▶ [EXERCISE]: Your output is to consist only of the line containing "Target: red book cover" and the lines after it, through the end of the data, reproduced exactly.

▶ [Point-per-instance localization data]:
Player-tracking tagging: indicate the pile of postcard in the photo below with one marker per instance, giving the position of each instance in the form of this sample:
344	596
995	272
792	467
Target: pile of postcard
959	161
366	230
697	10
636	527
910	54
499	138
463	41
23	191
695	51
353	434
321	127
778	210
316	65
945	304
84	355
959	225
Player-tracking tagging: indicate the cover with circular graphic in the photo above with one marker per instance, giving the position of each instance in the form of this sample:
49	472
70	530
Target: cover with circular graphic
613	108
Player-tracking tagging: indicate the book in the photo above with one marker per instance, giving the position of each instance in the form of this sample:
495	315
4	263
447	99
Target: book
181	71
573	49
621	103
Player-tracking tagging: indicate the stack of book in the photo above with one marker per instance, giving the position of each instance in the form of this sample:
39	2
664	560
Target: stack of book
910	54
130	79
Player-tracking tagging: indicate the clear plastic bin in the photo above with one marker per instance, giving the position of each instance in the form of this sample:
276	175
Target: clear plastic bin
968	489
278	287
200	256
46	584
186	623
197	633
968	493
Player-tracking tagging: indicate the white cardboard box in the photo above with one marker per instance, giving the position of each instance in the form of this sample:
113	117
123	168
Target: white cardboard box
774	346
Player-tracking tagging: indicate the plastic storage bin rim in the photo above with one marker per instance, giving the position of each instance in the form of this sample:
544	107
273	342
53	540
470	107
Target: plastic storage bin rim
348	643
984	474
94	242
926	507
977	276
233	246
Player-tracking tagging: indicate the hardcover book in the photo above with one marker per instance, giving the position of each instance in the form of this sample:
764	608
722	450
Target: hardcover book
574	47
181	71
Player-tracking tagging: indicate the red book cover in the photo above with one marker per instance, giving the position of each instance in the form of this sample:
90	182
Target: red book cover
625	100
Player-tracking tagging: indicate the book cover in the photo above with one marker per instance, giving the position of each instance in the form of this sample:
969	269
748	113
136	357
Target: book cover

▶ [RESULT OF THIS TASK]:
Target: red book cover
625	100
Player-tracking tagging: indicate the book cover in the photo above with one marker per instance, giving the position of each instance in the form of this sample:
969	269
748	113
136	357
Target: book cover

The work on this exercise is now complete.